Yapılacak Alıştırmalar:
A. Aşağıdaki 28 Şubat kararlarıyla ilgili metinde adı geçen bütün siyasi partileri yaz.
B. 28 Şubat kararlarıyla ilgili metinde "15 Temmuz 2016" sözlerinden "yapar konumu kazanmışlardır." sözlerine kadar olan her şeyi hiç değiştirmeden tekrarla.

Metin Parçası:
----
Sn. Altıntaş 18 madde ile yayımlanan kararlar için çok doğru bir saptama ile ; “28 Şubat Kararları denildiğinde, akla ilk gelen -kamusal alanda örtünmenin inanç kurallarına dayalı kılınmasının yasaklanması-olmaktadır.” demektedir.

15 Temmuz 2016 FETÖ darbesinden sonra, FETÖ cü yargı mensupları tarafından açılan Ergenekon, Balyoz, Askeri Casusluk davalarının sonlandırılmasına rağmen, Başbakan Binali Yıldırım’ın karşı çıkışıyla 28 Şubat Davası, AKP iktidarının siyasi varlığının temeli olduğu için sürdürülmüştür.
Yukarıda değindiğimiz aynı yazıda:
‘1999 seçimleri sonrasında Ecevit Başbakanlığında, ANAP ve MHP Ortak Hükümeti döneminde de bu uygulama ve denetimler sürdürülmüştür.

Gelelim, 2002 seçimi ve sonrasına. 2002 Kasım seçimleri, önceki dönemde TBMM’nde iktidar yada muhalefet görevini üstlenmiş olan tüm partiler, parlamento dışı kalırken, AKP tek başına iktidar, CHP ise, tek muhalefet partisi olarak görev yapar konumu kazanmışlardır.
----
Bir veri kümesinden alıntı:
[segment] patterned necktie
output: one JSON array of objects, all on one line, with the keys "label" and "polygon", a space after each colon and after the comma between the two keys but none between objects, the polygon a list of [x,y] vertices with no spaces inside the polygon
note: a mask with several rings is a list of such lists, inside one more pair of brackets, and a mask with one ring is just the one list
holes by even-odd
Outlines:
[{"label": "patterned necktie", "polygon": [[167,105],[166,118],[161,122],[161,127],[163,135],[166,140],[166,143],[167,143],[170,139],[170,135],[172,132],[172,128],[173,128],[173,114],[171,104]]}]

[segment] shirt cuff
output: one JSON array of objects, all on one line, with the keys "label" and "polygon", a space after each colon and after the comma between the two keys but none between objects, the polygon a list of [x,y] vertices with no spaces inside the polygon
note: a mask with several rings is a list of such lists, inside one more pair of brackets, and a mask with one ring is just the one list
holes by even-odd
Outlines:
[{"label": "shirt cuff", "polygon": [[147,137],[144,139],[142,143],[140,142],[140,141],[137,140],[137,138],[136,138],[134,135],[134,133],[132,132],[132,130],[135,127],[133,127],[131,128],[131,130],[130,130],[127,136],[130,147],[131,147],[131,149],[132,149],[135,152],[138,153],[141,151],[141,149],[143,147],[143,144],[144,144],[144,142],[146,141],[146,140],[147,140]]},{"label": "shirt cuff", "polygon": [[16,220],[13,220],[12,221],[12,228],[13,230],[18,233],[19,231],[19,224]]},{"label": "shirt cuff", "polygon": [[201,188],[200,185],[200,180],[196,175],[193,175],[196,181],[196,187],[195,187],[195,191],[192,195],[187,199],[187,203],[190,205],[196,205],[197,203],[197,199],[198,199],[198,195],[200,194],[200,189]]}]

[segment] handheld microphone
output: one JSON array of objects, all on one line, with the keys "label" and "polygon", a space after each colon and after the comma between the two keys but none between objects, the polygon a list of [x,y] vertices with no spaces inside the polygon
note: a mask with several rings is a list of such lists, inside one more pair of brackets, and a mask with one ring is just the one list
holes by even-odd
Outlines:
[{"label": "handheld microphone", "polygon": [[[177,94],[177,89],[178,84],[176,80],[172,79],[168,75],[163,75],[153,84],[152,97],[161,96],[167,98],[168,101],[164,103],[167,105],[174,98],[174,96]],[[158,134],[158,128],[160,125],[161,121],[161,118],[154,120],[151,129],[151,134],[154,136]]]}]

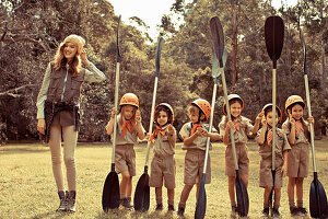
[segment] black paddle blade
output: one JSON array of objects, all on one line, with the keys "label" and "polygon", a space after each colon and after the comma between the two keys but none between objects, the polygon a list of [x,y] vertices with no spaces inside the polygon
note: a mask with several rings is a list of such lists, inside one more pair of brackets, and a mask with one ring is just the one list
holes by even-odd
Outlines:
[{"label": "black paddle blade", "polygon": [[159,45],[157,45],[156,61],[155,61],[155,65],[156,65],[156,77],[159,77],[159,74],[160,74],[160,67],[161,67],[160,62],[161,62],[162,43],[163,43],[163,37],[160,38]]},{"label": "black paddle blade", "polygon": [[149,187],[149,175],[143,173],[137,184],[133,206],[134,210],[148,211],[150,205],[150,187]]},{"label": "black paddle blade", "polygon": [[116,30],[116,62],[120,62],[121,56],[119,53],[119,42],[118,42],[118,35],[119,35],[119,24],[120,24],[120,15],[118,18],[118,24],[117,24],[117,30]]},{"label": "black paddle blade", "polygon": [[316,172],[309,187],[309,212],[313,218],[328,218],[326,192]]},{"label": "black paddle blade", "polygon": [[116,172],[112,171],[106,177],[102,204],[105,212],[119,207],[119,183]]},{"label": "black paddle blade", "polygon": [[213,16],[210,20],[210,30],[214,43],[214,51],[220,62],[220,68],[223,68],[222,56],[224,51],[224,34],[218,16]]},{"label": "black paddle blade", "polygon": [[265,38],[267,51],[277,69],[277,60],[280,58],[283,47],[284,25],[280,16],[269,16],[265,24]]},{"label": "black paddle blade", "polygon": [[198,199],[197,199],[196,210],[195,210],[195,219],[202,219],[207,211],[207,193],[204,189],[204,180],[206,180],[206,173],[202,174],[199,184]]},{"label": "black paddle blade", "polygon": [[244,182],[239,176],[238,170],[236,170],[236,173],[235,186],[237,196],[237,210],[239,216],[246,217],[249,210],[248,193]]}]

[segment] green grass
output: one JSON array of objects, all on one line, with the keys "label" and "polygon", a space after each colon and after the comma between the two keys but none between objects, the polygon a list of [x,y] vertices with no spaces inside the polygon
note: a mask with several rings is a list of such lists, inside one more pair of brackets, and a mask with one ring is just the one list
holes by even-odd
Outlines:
----
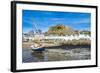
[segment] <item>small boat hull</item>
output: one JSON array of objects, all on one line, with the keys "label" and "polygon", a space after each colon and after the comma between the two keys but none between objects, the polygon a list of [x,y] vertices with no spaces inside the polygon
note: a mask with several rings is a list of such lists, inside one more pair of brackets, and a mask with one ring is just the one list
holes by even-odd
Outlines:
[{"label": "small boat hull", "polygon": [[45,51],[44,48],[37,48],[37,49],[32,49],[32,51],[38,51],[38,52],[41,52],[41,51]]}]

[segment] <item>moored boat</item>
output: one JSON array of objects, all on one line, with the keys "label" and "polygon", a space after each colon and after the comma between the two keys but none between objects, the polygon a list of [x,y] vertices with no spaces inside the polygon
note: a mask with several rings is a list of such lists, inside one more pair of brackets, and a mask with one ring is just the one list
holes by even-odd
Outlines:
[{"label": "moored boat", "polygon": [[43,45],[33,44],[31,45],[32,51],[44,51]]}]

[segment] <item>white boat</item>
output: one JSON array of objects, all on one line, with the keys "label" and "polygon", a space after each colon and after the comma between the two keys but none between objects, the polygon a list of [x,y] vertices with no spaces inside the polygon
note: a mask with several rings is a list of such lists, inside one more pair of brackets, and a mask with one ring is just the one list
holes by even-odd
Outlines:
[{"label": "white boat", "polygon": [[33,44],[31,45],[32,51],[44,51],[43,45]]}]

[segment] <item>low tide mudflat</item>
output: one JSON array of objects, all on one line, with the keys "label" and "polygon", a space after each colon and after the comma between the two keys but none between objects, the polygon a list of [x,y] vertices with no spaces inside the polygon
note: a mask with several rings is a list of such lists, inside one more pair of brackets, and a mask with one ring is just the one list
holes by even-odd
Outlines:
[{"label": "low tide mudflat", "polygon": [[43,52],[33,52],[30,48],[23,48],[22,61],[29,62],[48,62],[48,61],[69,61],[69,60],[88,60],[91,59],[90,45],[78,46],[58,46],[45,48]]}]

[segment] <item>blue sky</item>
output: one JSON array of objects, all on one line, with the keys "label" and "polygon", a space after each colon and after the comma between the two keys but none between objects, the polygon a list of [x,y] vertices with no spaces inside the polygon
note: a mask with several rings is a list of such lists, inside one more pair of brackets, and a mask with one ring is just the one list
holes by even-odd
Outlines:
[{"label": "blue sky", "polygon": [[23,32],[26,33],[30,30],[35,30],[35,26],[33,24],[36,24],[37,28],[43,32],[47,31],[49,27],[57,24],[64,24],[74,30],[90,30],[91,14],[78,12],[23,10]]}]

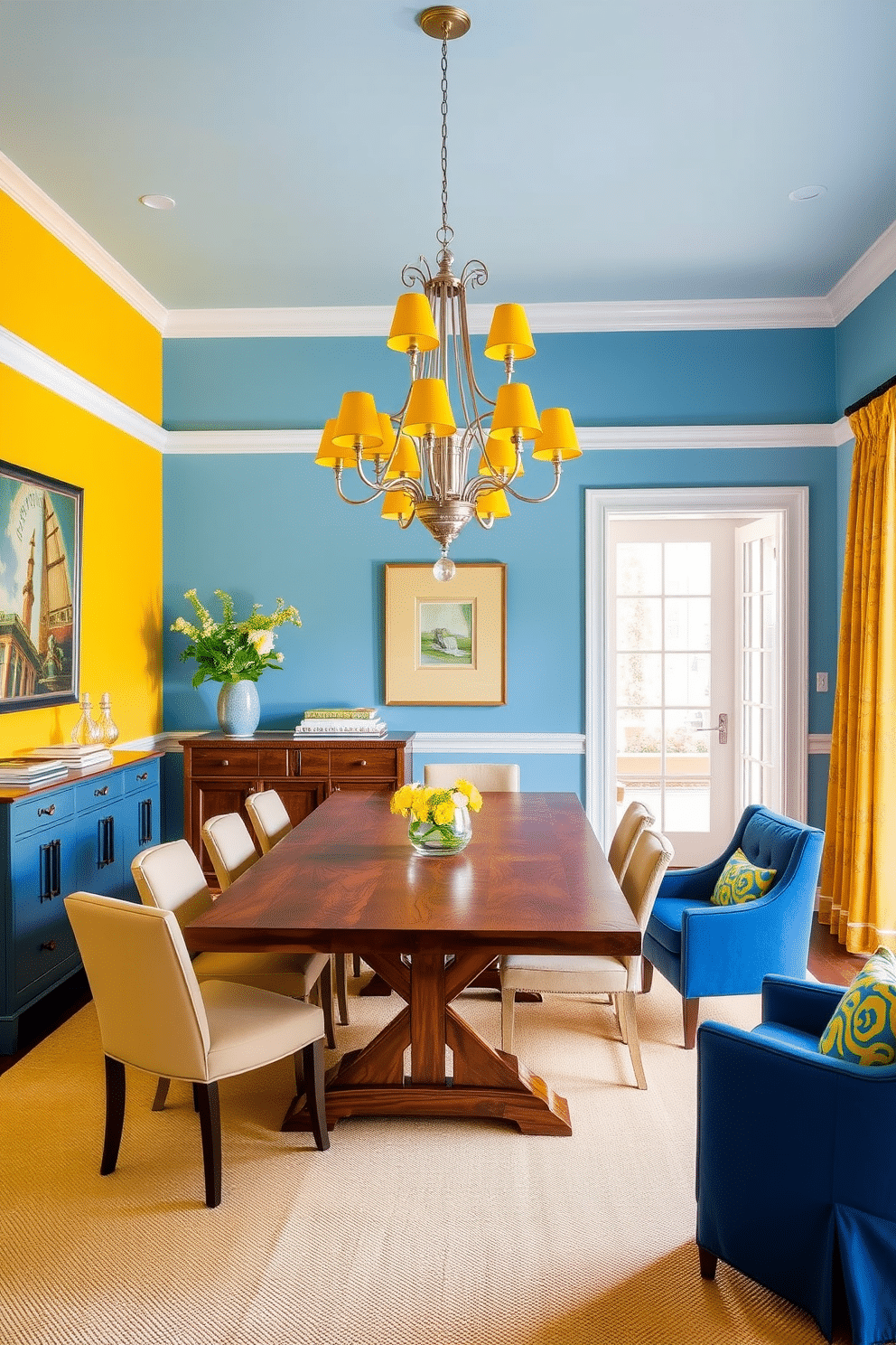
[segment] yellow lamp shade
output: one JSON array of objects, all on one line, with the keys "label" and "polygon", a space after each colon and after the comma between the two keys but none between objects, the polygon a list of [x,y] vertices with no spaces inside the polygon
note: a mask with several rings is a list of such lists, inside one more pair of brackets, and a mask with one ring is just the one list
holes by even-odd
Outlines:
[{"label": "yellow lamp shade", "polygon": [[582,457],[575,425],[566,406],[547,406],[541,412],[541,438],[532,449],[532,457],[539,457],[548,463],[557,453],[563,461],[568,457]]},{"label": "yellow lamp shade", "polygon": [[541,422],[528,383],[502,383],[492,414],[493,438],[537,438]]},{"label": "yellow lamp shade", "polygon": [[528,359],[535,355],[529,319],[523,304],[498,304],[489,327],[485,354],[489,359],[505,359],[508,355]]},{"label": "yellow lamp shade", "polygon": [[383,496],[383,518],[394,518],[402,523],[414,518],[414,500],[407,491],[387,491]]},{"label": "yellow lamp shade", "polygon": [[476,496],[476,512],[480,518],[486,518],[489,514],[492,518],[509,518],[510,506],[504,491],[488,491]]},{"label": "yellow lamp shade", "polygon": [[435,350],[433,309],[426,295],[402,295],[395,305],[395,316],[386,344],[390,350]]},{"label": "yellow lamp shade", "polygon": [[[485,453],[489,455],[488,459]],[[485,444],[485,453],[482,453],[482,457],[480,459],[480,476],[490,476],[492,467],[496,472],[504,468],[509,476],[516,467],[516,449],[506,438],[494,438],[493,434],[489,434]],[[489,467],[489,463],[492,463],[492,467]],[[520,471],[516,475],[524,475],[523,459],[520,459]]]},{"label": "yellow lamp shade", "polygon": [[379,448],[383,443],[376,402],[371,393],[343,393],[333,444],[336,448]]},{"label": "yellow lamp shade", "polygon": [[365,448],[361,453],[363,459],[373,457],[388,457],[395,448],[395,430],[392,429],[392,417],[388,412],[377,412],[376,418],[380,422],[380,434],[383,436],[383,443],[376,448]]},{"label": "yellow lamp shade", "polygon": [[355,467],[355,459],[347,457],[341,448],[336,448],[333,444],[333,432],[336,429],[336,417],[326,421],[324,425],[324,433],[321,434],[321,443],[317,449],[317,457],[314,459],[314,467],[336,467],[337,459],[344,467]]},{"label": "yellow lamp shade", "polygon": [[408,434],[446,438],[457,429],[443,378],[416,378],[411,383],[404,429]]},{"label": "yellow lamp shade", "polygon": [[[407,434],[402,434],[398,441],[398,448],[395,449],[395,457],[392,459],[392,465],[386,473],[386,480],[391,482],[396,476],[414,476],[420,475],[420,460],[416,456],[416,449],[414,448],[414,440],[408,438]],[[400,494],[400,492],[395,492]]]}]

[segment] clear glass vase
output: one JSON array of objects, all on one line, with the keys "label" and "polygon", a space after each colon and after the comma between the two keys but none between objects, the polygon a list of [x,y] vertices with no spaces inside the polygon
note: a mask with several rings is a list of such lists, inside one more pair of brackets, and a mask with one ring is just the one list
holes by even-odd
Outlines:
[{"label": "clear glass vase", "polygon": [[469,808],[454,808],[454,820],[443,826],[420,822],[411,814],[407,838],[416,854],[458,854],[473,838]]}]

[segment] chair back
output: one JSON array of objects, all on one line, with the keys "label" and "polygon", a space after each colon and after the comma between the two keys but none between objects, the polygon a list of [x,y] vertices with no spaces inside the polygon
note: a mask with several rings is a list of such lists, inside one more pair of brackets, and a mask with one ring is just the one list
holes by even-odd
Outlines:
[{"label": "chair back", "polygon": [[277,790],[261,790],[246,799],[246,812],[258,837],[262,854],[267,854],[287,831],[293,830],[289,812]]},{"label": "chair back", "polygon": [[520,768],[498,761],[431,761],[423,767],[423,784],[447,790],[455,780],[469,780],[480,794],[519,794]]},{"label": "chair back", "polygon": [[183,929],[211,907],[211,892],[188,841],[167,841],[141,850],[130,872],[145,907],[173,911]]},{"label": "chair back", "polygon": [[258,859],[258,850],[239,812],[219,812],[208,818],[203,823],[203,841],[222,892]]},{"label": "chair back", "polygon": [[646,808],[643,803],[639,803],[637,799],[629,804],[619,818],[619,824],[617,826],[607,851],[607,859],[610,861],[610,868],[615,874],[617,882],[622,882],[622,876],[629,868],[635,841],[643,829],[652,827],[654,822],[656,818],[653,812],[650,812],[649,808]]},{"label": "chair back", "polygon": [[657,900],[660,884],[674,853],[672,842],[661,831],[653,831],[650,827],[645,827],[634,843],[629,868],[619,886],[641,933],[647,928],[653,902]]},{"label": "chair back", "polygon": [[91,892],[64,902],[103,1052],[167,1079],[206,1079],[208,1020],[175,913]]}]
----
Yanıtlar:
A. AKP, ANAP, MHP, CHP

B.
15 Temmuz 2016 FETÖ darbesinden sonra, FETÖ cü yargı mensupları tarafından açılan Ergenekon, Balyoz, Askeri Casusluk davalarının sonlandırılmasına rağmen, Başbakan Binali Yıldırım’ın karşı çıkışıyla 28 Şubat Davası, AKP iktidarının siyasi varlığının temeli olduğu için sürdürülmüştür.
Yukarıda değindiğimiz aynı yazıda:
‘1999 seçimleri sonrasında Ecevit Başbakanlığında, ANAP ve MHP Ortak Hükümeti döneminde de bu uygulama ve denetimler sürdürülmüştür.

Gelelim, 2002 seçimi ve sonrasına. 2002 Kasım seçimleri, önceki dönemde TBMM’nde iktidar yada muhalefet görevini üstlenmiş olan tüm partiler, parlamento dışı kalırken, AKP tek başına iktidar, CHP ise, tek muhalefet partisi olarak görev yapar konumu kazanmışlardır.